--- Task to complete ---
Reproduce the records below word for word.

(Referring expression pointing data)
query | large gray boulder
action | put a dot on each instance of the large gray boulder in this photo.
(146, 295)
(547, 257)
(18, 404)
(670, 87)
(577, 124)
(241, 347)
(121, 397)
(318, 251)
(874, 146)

--- Exercise output ---
query | large gray boulder
action | put a dot on each instance of the large gray boulder in this photo.
(146, 295)
(547, 257)
(18, 404)
(670, 87)
(577, 124)
(241, 347)
(121, 397)
(318, 251)
(874, 146)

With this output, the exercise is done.